▸ **Verilen Görev 1**
Din-bilim kavgası üzerine yazıdan "Din-bilim kavgasının fitilini" ifadesinden "ile patlak veriyor." ifadesine kadar olan bölümü aynen kopyalayınız.
▸ **Verilen Görev 2**
Kayıtların başından "[[369, 272, 486, 296]]" ifadesini içeren satıra kadar olan satırları, iki uç da dahil, yeniden veriniz. Bu satırlarda "image" yerine "photo" yazınız, başka hiçbir şeyi değiştirmeyiniz ve yalnızca bu satırları sununuz.

▸ **Seçilen Metin**

■ ■ ■ ■ ■ ■ ■

Din-Bilim Kavgası
Fotoğraf: Pexels

Can Serhat Halis

Türkiye gibi ‘Aydınlanmacılık’ ile ‘Ortaçağcılık’ arasına sıkışmış ülkelerin, büyük toplumsal çalkantılara gebe olduğu aşikar. Bu gebelik, ilericilik-gericilik makasında şekillenen toplumsal karşıtlıkların döllenmesiyle oluşuyor. Makasın kıskaçları açıldıkça kutuplar arası gerginlik de artıyor. Bu da tarafların güç ilişkilerine bağlı olarak zamanla bir çatışma atmosferi yaratıyor. 

Bu çatışma, her ne kadar bilim ve din arasındaki karşıtlığın dışındaymış gibi görünse de; temelinde hayatın (din-bilim çelişkisinde) hangisine göre dizayn edileceğine dair hemfikir olamamış insanların kavgasından öte bir şey değil. Kısacası bu kavga, bilim temelli yeni anlayışa uyum sağlamak isteyenler ile buna direnen “eski dünya insanları” arasında yaşanıyor. 

Din-bilim kavgasının fitilini ateşleyen kıvılcım; dini, hayatın temel dinamosu haline getirenlerin, çağın doğrularına ve ihtiyaçlarına karşı direnmesi, topluma eski dünyanın doğrularını dayatması, yani toplumu bu (dini) doğrulara göre yaşamaya zorlaması ile patlak veriyor. 

Din-Bilim Kavgası Hayatın Neresinde?

Bugün din-bilim çatışması, Ortaçağ dünyasındaki gibi bilim insanlarının, dini otoritelerin emriyle recmedilmesi ya da yakılması suretiyle olmuyor. Bugünün dünyasında bu çatışmanın -bazı istisnalar hariç- bu biçimde olmasının olanakları yok zaten. 

Gündelik yaşantımızın akışı içerisinde bu çatışma, hayatın kılcal damarlarında, sıradan olay ve olgularda karşımıza çıkıyor. Evrim kuramı ile zorunlu din dersi, cinci hoca ile psikiyatr, ‘İstanbul sözleşmesi’ ile şeriat hukuku, cemaatçilik ile yurttaşlık gibi bir takım karşıtlıklar; (kim ne derse desin) özünde “din-bilim” çatışmasının görüngüleridir. Din-bilim kavgası sanıldığının aksine, çok yüksek bir dozajda hayatımızın içinde, gündelik ilişkilerimizin odağında yer alır.

■ ■ ■ ■ ■ ■ ■

▸ **Çıkarılan Kayıtlar**
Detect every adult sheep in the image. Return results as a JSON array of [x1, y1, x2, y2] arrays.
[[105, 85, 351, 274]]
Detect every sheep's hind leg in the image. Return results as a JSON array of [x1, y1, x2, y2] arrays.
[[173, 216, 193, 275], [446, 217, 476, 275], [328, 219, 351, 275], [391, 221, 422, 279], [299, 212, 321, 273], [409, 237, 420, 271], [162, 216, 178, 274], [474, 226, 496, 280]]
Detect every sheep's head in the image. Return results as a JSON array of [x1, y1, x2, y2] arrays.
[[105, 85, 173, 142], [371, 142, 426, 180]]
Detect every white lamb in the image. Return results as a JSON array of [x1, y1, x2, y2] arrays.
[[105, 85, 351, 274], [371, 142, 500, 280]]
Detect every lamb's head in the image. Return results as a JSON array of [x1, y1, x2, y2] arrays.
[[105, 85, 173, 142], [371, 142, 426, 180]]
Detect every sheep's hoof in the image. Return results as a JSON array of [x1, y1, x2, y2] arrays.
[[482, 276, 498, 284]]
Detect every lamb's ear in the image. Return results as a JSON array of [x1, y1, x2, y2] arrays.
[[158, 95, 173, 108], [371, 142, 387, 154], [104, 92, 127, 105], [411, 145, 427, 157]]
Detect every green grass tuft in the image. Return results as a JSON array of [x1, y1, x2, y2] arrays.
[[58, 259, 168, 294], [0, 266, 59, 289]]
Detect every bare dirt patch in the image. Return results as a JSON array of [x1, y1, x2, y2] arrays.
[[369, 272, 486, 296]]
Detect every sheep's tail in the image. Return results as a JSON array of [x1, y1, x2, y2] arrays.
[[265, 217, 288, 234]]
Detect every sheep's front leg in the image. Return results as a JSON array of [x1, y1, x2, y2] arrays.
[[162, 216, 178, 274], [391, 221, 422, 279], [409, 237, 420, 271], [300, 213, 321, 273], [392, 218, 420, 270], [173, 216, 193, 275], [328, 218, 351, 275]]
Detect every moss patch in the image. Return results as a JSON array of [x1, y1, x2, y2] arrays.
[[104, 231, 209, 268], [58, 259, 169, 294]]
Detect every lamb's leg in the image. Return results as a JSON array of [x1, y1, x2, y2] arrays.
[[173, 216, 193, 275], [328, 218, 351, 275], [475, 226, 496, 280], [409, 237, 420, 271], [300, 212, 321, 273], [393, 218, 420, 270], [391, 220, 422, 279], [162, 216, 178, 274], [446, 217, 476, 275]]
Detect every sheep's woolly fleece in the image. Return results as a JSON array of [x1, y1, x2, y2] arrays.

■ ■ ■ ■ ■ ■ ■

▸ **Görev Yanıtı 1**
Din-bilim kavgasının fitilini ateşleyen kıvılcım; dini, hayatın temel dinamosu haline getirenlerin, çağın doğrularına ve ihtiyaçlarına karşı direnmesi, topluma eski dünyanın doğrularını dayatması, yani toplumu bu (dini) doğrulara göre yaşamaya zorlaması ile patlak veriyor.

▸ **Görev Yanıtı 2**
Detect every adult sheep in the photo. Return results as a JSON array of [x1, y1, x2, y2] arrays.
[[105, 85, 351, 274]]
Detect every sheep's hind leg in the photo. Return results as a JSON array of [x1, y1, x2, y2] arrays.
[[173, 216, 193, 275], [446, 217, 476, 275], [328, 219, 351, 275], [391, 221, 422, 279], [299, 212, 321, 273], [409, 237, 420, 271], [162, 216, 178, 274], [474, 226, 496, 280]]
Detect every sheep's head in the photo. Return results as a JSON array of [x1, y1, x2, y2] arrays.
[[105, 85, 173, 142], [371, 142, 426, 180]]
Detect every white lamb in the photo. Return results as a JSON array of [x1, y1, x2, y2] arrays.
[[105, 85, 351, 274], [371, 142, 500, 280]]
Detect every lamb's head in the photo. Return results as a JSON array of [x1, y1, x2, y2] arrays.
[[105, 85, 173, 142], [371, 142, 426, 180]]
Detect every sheep's hoof in the photo. Return results as a JSON array of [x1, y1, x2, y2] arrays.
[[482, 276, 498, 284]]
Detect every lamb's ear in the photo. Return results as a JSON array of [x1, y1, x2, y2] arrays.
[[158, 95, 173, 108], [371, 142, 387, 154], [104, 92, 127, 105], [411, 145, 427, 157]]
Detect every green grass tuft in the photo. Return results as a JSON array of [x1, y1, x2, y2] arrays.
[[58, 259, 168, 294], [0, 266, 59, 289]]
Detect every bare dirt patch in the photo. Return results as a JSON array of [x1, y1, x2, y2] arrays.
[[369, 272, 486, 296]]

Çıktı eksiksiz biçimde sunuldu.